王子の役柄
『眠りの森の美女』のリハーサルである。
理久が踊る。
銀也から指導が入る。
「恋に落ちてないじゃないか・・・!!」
王子の人格がない、と言う指摘だ
退屈してたら美女を紹介されて、その気になって流れで結婚。
バカみたいだ。
いや、しかし『眠り』とはそういうストーリーなのだ。
全3幕のうち、王子が出るのは2幕から。
3幕は結婚式のみ。
あらすじがあるのは第2幕のみ。
あれよあれよいう間に物語はすすむ。
潤平が銀也につっこむ。
「王子」はストーリーを進めるための人格のないキャラにみえるではないか。
そんな王子役に、踊りかたひとつで説得力と存在感をあたえることがどうしたら可能なのか。
銀也の解釈
銀也の回答はこうだ。
「『運命』だ」
王子は物心つく前から、オーロラの欠落を得体の知れないむなしい思いとして抱いていた。
2幕の登場シーンでは退屈しているわけではない。
オーロラがあらわれる予感で欠落感がふくれあがっているのだ。
そこへリラの精があらわれる。
「運命の予感」
王子はリラの精に心を打ち明ける。
運命の予感で心がはち切れそうだ。
ずっと魂が探していたものが目の前にあらわれる。
オーロラ姫だ。
潤平はそれを知っている。
銀也の説明を潤平はすぐに理解する。
潤平は欠落を知っている。
おさない頃にバレエを手放したことだ。

## 抽出記録
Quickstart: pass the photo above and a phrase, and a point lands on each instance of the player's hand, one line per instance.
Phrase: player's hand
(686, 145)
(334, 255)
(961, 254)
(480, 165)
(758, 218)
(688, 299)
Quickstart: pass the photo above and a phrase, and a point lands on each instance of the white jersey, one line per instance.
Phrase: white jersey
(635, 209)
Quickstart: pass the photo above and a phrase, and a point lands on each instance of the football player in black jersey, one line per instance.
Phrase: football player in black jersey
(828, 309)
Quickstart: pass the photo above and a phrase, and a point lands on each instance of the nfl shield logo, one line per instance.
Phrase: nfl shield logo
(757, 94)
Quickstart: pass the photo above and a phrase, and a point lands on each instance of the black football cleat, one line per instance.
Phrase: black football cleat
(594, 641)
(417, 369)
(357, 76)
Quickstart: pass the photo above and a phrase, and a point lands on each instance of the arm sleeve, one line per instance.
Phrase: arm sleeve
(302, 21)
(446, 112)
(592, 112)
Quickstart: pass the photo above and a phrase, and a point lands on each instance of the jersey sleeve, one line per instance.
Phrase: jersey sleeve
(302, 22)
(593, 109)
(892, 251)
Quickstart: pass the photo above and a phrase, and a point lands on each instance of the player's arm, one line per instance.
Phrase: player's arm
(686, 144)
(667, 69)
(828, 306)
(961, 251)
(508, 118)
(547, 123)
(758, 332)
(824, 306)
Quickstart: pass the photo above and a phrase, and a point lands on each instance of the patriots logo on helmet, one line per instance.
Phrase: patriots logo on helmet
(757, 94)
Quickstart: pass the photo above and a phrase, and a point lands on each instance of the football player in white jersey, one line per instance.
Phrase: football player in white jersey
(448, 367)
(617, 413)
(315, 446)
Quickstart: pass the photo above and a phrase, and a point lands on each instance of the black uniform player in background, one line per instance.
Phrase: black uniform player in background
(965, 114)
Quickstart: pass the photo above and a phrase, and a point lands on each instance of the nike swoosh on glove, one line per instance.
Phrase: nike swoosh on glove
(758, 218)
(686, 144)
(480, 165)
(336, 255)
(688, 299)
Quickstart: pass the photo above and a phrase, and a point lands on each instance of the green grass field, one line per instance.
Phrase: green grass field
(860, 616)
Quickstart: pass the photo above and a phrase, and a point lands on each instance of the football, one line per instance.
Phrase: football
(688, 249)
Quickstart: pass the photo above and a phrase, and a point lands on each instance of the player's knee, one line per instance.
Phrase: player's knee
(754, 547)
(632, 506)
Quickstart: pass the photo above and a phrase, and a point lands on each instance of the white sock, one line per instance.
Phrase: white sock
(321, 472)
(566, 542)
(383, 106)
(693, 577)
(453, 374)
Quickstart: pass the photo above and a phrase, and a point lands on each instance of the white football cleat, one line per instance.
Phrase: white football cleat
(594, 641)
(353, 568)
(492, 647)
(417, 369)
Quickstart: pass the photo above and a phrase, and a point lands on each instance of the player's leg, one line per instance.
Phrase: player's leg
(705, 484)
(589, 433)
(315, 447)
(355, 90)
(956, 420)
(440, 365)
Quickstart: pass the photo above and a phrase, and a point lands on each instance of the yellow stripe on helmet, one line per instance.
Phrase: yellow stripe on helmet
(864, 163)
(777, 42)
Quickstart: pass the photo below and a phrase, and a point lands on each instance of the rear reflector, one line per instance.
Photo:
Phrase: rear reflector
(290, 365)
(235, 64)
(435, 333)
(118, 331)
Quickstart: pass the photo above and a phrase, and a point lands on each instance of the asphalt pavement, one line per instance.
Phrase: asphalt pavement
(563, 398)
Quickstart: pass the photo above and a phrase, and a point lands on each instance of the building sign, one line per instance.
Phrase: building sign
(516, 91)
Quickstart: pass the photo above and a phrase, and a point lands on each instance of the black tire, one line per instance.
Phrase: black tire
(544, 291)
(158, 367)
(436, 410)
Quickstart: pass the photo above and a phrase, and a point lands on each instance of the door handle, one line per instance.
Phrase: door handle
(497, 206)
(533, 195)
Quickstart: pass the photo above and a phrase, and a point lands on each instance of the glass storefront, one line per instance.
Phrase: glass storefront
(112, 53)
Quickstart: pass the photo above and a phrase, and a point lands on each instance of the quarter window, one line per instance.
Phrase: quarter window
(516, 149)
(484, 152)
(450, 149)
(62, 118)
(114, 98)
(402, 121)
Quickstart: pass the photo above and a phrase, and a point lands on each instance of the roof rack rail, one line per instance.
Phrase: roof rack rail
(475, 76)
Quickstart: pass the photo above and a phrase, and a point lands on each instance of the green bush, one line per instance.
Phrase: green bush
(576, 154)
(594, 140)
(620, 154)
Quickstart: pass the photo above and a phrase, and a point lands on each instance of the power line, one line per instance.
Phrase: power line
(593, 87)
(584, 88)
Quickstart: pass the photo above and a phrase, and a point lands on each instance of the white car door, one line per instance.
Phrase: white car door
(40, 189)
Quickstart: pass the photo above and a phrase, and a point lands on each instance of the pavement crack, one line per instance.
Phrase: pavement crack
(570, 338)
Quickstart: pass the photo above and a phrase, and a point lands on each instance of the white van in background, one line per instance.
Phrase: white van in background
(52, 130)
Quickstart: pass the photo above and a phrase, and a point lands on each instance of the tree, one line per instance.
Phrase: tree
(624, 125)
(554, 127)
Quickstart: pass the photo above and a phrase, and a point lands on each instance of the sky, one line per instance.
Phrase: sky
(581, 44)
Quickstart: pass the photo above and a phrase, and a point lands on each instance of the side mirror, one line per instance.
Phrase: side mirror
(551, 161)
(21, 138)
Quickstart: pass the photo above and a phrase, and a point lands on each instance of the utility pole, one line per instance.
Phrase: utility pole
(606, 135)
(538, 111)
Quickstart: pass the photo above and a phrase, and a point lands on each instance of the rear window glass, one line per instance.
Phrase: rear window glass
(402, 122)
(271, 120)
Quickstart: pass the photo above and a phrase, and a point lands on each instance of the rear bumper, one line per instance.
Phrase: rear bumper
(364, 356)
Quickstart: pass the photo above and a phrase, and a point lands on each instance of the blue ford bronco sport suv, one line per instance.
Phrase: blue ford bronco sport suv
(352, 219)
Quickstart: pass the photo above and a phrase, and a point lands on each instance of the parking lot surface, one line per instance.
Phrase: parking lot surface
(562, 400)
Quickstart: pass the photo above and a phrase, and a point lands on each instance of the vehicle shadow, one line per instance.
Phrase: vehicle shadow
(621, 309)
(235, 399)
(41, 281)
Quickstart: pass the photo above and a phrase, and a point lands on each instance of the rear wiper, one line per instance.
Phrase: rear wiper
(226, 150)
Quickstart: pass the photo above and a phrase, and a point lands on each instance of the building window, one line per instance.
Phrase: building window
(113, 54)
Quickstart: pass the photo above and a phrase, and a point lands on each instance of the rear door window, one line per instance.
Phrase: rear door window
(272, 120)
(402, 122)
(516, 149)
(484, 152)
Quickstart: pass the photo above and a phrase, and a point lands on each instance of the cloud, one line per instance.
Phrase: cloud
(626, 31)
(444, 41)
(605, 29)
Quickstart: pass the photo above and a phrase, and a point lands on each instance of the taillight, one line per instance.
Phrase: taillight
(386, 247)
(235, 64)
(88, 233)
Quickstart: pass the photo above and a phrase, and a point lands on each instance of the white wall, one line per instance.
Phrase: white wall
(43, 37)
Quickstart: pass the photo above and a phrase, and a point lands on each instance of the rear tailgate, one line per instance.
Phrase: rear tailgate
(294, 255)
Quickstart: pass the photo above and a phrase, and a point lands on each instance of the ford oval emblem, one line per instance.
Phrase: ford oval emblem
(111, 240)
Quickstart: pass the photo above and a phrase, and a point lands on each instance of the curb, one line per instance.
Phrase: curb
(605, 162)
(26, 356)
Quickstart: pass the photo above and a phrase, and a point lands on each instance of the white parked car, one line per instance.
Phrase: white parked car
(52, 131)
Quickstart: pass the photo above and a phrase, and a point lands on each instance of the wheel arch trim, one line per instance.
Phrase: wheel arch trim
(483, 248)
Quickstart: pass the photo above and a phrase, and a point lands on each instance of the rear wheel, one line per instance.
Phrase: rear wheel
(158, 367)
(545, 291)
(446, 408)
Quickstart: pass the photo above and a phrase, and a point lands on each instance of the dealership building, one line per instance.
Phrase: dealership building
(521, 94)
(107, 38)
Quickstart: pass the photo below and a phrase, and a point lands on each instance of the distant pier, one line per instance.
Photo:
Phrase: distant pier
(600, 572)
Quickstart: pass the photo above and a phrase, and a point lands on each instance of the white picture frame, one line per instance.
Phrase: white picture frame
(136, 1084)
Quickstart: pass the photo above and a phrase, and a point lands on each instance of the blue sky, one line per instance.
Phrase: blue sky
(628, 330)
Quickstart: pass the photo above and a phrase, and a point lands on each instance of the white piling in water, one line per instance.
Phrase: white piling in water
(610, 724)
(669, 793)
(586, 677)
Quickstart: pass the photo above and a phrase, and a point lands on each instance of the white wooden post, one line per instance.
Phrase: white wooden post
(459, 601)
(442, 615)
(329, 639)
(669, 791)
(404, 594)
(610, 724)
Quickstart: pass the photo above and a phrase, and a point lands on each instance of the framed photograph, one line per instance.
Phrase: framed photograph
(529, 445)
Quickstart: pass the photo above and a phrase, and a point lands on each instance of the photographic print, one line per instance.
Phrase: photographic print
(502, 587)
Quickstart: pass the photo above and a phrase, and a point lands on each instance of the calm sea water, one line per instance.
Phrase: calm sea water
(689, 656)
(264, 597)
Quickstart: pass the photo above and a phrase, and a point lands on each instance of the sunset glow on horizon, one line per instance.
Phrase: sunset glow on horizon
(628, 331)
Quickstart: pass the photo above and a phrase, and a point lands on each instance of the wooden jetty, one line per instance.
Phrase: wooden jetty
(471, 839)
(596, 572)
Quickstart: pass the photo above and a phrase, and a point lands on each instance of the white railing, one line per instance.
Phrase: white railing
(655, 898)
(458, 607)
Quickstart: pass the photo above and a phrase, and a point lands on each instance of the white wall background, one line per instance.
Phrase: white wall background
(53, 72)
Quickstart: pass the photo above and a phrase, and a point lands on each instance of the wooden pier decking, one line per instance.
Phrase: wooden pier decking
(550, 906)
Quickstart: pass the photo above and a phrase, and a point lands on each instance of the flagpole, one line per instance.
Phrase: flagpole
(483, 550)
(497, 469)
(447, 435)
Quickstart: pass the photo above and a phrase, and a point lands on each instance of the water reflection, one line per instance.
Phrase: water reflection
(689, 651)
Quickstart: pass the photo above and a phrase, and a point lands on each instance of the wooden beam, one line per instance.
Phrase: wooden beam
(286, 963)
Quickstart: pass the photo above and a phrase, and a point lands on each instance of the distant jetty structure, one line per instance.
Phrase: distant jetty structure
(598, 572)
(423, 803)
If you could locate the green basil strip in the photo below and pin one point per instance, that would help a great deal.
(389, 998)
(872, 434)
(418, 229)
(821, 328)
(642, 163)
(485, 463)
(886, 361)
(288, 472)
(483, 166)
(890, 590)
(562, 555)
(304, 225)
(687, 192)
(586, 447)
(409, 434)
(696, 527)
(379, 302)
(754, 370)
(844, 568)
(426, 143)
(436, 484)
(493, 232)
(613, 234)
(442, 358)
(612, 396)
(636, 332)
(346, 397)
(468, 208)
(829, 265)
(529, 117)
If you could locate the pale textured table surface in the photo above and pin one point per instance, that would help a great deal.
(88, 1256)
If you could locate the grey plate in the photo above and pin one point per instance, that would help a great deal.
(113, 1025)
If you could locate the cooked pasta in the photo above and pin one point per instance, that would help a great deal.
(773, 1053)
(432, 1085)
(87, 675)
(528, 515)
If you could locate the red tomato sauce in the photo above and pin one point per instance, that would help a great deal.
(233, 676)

## 作業内容
A - 引用文にある「全3幕のうち、王子が出るのは2幕から。」という一文を英語に訳せ。
B - 引用文の一部を書き写せ。「そんな王子役に、踊りかたひと」を含む語句から始め、「ずっと魂が探していたものが目の前にあらわれる。」の後で終えること。

## 解答一覧
A - Of the three acts, the prince appears only from Act 2 onward.

B -
そんな王子役に、踊りかたひとつで説得力と存在感をあたえることがどうしたら可能なのか。
銀也の解釈
銀也の回答はこうだ。
「『運命』だ」
王子は物心つく前から、オーロラの欠落を得体の知れないむなしい思いとして抱いていた。
2幕の登場シーンでは退屈しているわけではない。
オーロラがあらわれる予感で欠落感がふくれあがっているのだ。
そこへリラの精があらわれる。
「運命の予感」
王子はリラの精に心を打ち明ける。
運命の予感で心がはち切れそうだ。
ずっと魂が探していたものが目の前にあらわれる。